▶ _TEXT_

╭──

Simplified quantification of [18F]FE-PE2I PET in Parkinson's disease: Discriminative power, test-retest reliability and longitudinal validity during early peak and late pseudo-equilibrium.

Quantification of dopamine transporter (DAT) availability with [18F]FE-PE2I PET enables the detection of presynaptic dopamine deficiency and provides a potential progression marker for Parkinson`s disease (PD). Simplified quantification is feasible, but the time window of short acquisition protocols may have a substantial impact on the reliability of striatal binding estimates. Dynamic [18F]FE-PE2I PET data of cross-sectional (33 PD patients, 24 controls), test-retest (9 patients), and longitudinal (12 patients) cohorts were used to assess the variability and reliability of specific binding ratios (SBR) measured during early peak and late pseudo-equilibrium. Receiver operating characteristics area under the curve (PD vs. controls) was high for early (0.996) and late (0.991) SBR. Early SBR provided more favourable effect size, absolute variability, and standard error of measurement than late SBR (caudate: 1.29 vs. 1.23; 6.9% vs. 9.8%; 0.09 vs. 0.20; putamen: 1.75 vs. 1.67; 7.7% vs. 14.0%; 0.08 vs. 0.17). The annual percentage change was comparable for both time windows (-7.2%-8.5%), but decline was significant only for early SBR. Whereas early and late [18F]FE-PE2I PET acquisitions have similar discriminative power to separate PD patients and controls, the early peak equilibrium acquisition can be recommended if [18F]FE-PE2I is used to measure longitudinal changes of DAT availability.

Reliability of dopamine transporter PET measurements with [18F]FE-PE2I in patients with Parkinson's disease.

╰──

▶ _EXTRACTED ENTRIES_
╭──

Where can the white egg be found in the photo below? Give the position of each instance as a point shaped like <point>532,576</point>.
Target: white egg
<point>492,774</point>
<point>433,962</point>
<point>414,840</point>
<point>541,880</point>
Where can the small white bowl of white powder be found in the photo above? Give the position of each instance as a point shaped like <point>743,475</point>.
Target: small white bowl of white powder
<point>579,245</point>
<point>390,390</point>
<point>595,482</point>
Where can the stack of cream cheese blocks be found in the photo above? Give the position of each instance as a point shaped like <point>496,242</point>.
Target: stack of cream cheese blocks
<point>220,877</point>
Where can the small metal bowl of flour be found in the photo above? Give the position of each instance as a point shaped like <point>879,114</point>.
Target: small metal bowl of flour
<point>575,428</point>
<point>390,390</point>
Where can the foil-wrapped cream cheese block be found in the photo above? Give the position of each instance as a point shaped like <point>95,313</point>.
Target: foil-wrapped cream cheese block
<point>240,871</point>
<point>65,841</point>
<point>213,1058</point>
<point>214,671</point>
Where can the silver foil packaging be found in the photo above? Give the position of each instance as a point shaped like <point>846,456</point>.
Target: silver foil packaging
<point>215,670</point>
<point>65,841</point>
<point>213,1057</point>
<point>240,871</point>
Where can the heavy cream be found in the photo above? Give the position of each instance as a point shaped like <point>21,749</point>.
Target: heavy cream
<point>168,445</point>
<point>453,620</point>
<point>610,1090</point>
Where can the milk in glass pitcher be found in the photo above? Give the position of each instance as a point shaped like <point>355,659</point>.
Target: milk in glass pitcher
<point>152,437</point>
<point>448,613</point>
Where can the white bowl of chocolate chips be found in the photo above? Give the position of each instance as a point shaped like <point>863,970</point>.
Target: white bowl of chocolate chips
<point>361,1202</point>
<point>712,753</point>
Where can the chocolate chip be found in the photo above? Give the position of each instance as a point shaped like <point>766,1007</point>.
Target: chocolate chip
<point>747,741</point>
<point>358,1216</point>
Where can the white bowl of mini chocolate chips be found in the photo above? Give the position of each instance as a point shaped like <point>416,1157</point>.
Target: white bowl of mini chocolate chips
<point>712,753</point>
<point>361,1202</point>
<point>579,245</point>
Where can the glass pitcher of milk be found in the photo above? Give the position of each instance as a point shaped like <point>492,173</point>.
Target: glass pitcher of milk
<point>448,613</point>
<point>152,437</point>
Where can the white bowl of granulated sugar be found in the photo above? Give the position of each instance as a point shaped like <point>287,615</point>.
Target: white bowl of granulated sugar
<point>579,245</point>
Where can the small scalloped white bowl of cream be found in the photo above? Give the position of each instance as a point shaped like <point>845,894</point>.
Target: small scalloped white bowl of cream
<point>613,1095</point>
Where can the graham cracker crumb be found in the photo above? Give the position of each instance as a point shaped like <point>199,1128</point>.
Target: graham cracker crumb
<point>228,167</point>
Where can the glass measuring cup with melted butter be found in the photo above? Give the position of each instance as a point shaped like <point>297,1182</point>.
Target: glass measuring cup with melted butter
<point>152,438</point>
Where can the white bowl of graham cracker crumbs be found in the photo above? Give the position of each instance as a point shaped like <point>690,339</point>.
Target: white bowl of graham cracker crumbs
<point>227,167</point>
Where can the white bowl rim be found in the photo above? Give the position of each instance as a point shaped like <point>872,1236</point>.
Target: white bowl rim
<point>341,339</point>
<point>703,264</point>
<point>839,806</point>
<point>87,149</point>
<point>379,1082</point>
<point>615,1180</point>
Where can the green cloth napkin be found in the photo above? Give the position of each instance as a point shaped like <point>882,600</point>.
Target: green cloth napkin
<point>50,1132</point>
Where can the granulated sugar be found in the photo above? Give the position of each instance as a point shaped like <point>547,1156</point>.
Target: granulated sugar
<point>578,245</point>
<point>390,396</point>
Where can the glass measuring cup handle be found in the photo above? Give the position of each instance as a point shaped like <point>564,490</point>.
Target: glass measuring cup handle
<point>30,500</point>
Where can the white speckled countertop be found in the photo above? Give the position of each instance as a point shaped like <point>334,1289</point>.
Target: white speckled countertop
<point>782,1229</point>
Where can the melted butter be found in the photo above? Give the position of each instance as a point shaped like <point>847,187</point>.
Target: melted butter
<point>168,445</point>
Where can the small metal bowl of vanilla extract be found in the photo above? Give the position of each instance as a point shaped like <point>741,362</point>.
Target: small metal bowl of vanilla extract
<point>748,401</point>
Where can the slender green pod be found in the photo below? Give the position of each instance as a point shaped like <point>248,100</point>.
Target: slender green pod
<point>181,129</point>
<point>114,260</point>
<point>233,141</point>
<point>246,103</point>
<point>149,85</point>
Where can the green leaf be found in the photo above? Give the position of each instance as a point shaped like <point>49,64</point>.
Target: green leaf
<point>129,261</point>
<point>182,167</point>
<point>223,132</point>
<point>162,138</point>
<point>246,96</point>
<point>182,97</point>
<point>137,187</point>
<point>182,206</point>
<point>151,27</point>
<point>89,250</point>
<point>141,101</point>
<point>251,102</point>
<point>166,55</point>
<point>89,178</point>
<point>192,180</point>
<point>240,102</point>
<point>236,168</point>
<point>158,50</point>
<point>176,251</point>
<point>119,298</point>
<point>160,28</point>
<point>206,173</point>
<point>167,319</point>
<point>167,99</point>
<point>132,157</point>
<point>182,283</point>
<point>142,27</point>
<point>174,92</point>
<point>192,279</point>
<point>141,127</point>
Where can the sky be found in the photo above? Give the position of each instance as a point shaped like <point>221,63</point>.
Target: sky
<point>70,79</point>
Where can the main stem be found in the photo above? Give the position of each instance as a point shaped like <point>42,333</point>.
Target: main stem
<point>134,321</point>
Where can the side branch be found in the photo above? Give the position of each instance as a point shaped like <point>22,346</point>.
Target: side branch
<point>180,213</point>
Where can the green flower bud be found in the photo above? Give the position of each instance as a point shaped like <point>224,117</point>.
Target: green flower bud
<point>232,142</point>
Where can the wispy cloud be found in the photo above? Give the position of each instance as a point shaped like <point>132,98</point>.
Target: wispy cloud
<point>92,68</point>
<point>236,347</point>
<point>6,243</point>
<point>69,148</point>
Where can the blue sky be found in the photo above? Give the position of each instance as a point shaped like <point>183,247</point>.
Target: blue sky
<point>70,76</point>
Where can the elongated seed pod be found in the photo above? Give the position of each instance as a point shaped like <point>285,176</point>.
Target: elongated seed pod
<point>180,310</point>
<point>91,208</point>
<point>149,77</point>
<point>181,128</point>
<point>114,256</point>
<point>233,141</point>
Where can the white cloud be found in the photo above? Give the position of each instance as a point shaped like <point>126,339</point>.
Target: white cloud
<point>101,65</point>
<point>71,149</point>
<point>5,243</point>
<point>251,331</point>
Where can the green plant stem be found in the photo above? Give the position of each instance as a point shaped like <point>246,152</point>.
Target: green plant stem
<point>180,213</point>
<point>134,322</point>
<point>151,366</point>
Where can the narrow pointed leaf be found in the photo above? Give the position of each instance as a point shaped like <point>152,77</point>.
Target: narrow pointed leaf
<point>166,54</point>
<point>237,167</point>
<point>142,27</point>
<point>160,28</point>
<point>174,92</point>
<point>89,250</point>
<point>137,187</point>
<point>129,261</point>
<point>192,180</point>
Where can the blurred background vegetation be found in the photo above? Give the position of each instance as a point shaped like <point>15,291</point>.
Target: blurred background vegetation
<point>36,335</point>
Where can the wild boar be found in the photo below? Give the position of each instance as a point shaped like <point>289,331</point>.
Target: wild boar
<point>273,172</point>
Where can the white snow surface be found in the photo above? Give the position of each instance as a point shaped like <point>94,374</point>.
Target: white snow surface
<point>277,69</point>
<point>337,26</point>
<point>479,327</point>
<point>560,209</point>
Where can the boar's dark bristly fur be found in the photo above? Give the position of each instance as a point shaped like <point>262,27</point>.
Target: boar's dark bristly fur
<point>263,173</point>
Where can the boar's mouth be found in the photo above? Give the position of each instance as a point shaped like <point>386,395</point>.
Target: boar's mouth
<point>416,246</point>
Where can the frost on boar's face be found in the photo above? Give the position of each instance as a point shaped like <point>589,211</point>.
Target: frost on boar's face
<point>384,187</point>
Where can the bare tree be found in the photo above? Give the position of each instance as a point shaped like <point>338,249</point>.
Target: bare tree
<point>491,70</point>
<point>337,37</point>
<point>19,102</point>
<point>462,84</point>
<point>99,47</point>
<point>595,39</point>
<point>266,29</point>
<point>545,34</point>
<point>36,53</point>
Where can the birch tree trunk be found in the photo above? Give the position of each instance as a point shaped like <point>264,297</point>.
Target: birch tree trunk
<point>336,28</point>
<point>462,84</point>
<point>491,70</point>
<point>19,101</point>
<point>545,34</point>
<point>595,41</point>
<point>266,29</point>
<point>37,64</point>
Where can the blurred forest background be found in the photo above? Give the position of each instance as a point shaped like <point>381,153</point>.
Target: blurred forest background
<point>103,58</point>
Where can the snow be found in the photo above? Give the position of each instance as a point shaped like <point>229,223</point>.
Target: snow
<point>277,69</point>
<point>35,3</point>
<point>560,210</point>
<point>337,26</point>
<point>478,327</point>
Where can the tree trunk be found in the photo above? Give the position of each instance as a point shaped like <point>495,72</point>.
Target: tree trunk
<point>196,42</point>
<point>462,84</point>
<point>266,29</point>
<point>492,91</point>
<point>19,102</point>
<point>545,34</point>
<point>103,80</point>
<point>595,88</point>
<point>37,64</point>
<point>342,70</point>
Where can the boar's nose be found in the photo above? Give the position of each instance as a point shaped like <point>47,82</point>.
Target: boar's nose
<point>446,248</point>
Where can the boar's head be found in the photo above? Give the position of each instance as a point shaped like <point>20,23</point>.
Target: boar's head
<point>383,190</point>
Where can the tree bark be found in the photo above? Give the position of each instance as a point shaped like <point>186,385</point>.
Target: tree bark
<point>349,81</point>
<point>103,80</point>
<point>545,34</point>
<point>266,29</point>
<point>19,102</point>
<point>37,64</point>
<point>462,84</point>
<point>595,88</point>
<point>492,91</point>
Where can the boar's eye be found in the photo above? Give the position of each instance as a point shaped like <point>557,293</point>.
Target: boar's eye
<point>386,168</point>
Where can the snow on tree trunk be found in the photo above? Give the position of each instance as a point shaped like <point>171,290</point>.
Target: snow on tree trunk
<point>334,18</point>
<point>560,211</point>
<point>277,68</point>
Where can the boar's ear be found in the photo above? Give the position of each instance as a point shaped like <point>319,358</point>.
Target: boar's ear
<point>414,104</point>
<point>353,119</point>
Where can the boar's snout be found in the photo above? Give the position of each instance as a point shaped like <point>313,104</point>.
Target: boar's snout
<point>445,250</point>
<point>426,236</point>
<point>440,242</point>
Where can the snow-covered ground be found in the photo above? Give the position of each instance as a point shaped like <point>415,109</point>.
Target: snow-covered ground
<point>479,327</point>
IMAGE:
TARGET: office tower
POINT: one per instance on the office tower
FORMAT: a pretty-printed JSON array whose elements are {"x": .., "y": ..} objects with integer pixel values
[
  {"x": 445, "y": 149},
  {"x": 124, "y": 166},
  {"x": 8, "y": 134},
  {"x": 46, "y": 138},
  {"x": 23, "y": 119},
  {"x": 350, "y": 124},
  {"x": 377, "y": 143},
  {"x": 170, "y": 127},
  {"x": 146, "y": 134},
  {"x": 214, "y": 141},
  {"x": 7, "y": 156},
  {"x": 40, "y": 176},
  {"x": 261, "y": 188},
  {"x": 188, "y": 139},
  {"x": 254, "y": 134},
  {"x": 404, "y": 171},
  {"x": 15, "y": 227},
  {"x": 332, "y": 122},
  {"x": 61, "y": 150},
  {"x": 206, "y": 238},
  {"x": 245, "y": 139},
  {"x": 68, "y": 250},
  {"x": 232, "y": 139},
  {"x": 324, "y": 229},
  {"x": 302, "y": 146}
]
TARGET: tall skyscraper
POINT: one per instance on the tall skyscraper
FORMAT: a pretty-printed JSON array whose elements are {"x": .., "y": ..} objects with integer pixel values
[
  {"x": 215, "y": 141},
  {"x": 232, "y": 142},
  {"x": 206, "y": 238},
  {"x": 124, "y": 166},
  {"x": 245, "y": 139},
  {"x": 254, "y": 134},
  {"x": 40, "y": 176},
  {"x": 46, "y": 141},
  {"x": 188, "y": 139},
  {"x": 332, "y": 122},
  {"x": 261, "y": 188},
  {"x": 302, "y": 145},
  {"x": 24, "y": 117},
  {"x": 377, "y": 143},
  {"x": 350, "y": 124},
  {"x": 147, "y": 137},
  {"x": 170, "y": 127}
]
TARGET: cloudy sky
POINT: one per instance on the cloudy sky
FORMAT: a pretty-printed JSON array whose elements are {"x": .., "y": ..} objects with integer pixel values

╰──

▶ _ACTIVITY_
Could you write out, word for word, everything in the Parkinson's PET abstract from "Simplified quantification of" down to "validity during early peak and late pseudo-equilibrium."?

▶ _OUTPUT BELOW_
Simplified quantification of [18F]FE-PE2I PET in Parkinson's disease: Discriminative power, test-retest reliability and longitudinal validity during early peak and late pseudo-equilibrium.